= Beginning of Section =
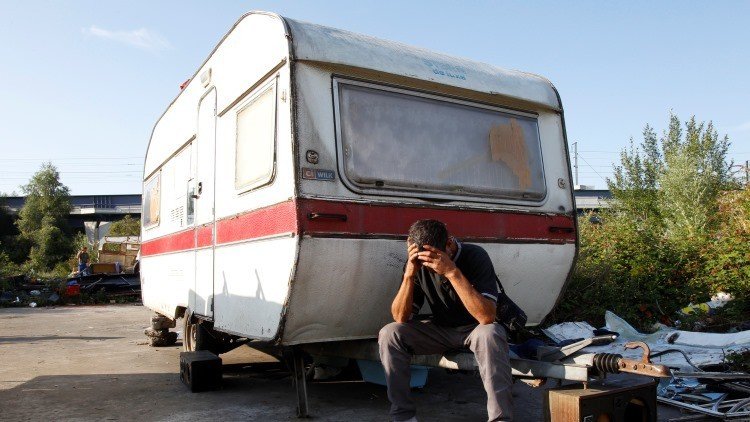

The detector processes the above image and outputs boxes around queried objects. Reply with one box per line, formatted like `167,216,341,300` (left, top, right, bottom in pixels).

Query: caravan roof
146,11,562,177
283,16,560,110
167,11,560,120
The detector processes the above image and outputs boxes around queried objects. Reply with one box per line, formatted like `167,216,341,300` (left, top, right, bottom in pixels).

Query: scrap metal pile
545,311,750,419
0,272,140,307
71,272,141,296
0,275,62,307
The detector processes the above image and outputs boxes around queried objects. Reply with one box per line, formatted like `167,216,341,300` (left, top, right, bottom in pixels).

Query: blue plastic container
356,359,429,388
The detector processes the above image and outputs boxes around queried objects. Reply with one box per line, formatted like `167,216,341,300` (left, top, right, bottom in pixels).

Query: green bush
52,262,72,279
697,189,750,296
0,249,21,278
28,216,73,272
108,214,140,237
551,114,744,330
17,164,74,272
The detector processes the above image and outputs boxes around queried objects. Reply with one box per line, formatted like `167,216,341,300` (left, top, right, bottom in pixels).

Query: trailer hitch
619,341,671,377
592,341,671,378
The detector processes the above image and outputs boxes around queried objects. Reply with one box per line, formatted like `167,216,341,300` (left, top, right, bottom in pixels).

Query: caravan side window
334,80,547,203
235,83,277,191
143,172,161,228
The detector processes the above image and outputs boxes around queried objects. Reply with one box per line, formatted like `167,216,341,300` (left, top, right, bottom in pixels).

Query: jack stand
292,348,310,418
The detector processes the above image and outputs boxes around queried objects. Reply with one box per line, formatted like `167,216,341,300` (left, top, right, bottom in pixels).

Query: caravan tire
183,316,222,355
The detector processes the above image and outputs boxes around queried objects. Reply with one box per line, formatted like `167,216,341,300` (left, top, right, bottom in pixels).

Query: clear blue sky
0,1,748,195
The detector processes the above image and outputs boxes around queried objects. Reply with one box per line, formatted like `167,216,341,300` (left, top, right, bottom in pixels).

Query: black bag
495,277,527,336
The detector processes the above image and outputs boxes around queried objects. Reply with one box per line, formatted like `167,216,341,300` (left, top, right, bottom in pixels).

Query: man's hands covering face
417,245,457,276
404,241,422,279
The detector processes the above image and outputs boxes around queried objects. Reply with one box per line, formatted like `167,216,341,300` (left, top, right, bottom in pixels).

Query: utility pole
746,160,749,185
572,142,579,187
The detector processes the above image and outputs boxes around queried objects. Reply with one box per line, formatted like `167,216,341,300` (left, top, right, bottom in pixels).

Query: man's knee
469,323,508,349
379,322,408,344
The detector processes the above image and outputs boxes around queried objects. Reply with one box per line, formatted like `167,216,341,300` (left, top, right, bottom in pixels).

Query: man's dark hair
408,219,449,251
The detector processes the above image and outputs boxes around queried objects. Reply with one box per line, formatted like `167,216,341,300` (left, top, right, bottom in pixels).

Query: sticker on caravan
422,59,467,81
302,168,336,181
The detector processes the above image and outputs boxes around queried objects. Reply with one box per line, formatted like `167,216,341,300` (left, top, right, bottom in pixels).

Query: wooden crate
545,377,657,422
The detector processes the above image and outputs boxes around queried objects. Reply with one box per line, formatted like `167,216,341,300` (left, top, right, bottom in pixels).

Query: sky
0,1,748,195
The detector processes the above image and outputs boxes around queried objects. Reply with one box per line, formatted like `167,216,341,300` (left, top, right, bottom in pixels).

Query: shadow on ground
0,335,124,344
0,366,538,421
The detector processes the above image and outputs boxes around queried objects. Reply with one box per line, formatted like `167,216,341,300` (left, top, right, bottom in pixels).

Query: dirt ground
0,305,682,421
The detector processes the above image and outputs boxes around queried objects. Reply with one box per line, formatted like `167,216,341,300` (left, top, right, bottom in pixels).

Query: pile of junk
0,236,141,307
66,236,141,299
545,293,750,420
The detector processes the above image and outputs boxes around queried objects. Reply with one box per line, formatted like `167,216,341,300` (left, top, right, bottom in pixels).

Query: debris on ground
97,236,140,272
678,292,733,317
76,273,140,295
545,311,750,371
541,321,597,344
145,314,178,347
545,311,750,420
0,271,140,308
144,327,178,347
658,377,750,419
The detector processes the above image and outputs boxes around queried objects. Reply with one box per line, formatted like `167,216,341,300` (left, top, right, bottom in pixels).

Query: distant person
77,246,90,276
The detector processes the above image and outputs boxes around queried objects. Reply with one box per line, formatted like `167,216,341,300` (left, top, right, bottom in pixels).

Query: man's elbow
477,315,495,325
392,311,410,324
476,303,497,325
= End of Section =
Pictures in the records must not appear in the copy; transcribe everything else precisely.

- RESPONSE
The detector processes the above image and outputs boxes around queried objects. Reply with one box per line, formatted like `167,216,341,300` (left, top, right, bottom in pixels).

Query: caravan roof
146,11,562,177
283,16,560,110
167,11,560,120
The detector processes the above image and outputs boxes around queried objects. Reply with one box per line, formatted like `167,216,341,300` (left, top, right, bottom in pixels).

Query: scrap metal pile
545,311,750,419
0,272,140,307
71,272,141,296
0,275,62,307
The detector processes the above image and outputs boxes around queried objects. Reply with one box per line, formatted like `167,216,341,300` (left, top, right, bottom in pixels).

Query: blue plastic container
356,359,429,388
The detector processes the above image and outputs boxes around queried objects. Reply with one box per line, formatted like `167,216,341,300` (left, top, right, bottom in pixels).

Query: green bush
52,262,72,279
697,189,750,296
0,249,21,278
28,216,73,272
108,214,140,237
551,114,744,330
17,164,74,272
The detector processes the above image and outputs boxes around queried objects. Reply with one box per line, formatted like `167,216,341,300` (left, top, right, bottom in pixels).

Query: trailer hitch
619,341,671,377
592,341,671,378
The detector processes the above image and outputs boxes around queried objects. Reply with one box per line, formatted like `167,216,341,300` (left, top, right, bottom in pixels).

Query: caravan side window
334,80,547,203
235,83,277,191
143,172,161,228
The detector processes the above image and outputs boxes around queried objects. Reply with one box per line, formatted like `167,216,341,300` (left, top, right, bottom in pixels).

Query: jack stand
292,348,310,418
The detector processes the above image and outputs boxes around queried objects. Reply with one box per line, formatted like `167,216,341,300` (left, top, right, bottom in pixels).

Query: caravan tire
183,316,222,355
The detector processes the above image and outputs boxes around queried objects. Reply with one box per line, formatted like `167,216,341,300` (left, top, right, bottom in pixels).

Query: clear blue sky
0,1,748,195
The detector processes the above image and outputs boxes around queried objects. Reply with one box per line, formatted like `167,216,341,300` (left, top, right, bottom in pixels).

Query: black bag
495,277,527,336
The detector processes the above image and outputs boxes around queried objects. Reply with one box per line, formatted like `167,216,341,300` (left, top, right, bottom in pixels).

Query: man's hands covering face
417,245,457,276
404,241,422,279
The detector processes the above image and outputs boxes around queried objects. Reply with one box per line, formatted like `167,216,341,300` (left, top, right, bottom in pixels).

Query: utility pole
746,160,749,185
572,142,579,187
The detector processes the above image and outputs boxes around queried objects. Reply with one box per line, formatted like `167,216,341,300` (left, top, right, bottom in pixels).

Query: man's knee
469,323,508,349
379,322,408,344
The detector processes the above image and outputs boxes around queried objects. Reply with one box per line, formatted like `167,216,341,300` (left, top, right, bottom in pixels).

Query: man's dark hair
408,219,449,251
The detector processes the above image and outputs boxes around queried objects. Reply with one box per line, formatted like `167,216,341,300` (left, top, right, bottom in pixels).

Query: sticker on caravan
422,59,467,81
302,168,336,181
The detector processes the above image and outputs boxes around queried objects. Reply with one box per line, formatted like `167,216,341,300` (left, top, right, bottom in pixels).

Query: wooden crate
545,377,657,422
The detector processes the above image and outputs boxes around queried objects. Reply with one box per line, formatted like `167,216,341,300` (left, top, right, bottom in pixels).

Query: sky
0,1,748,195
The detector processes the above image and outputs boxes around queried objects. Reply with one box per line, formatted like `167,216,341,300` (left, top, right, bottom in pixels).

Query: shadow on ground
0,335,124,344
0,366,538,421
The detector processes the above image and outputs boxes around queried objects. Reply with one box per line, formatted like `167,216,341,300` (left, top, right, bottom in pixels).

Query: dirt ground
0,305,682,421
The detector processes the above image and outputs boxes around queried objects. Reply with one box per line, formatted like `167,216,341,300` (left, top, right, bottom in pixels).

Query: pile of junk
0,236,141,307
66,236,141,299
545,293,750,420
The detector processes the above image and outputs boxes around queried objects. Reply with one box per line, formatted like `167,216,341,300` (left, top, right, bottom in pixels).

Query: debris on ground
97,236,140,272
678,292,733,317
76,273,140,295
545,311,750,371
541,321,597,344
145,314,178,347
545,311,750,420
0,271,140,308
144,327,178,347
658,377,750,419
The detector processes the above image and outputs boxes around queried objects. Reply with one box per line, formatted like `167,216,341,300` (left, top, right, bottom in pixels).

Query: distant person
77,246,90,276
The detector processes the above image and outputs boxes around queried objects. Reply with one box per line, formatted like `167,216,341,300` (left, top, right, bottom in pixels).

Query: man's elbow
477,315,495,325
392,311,410,324
476,303,497,325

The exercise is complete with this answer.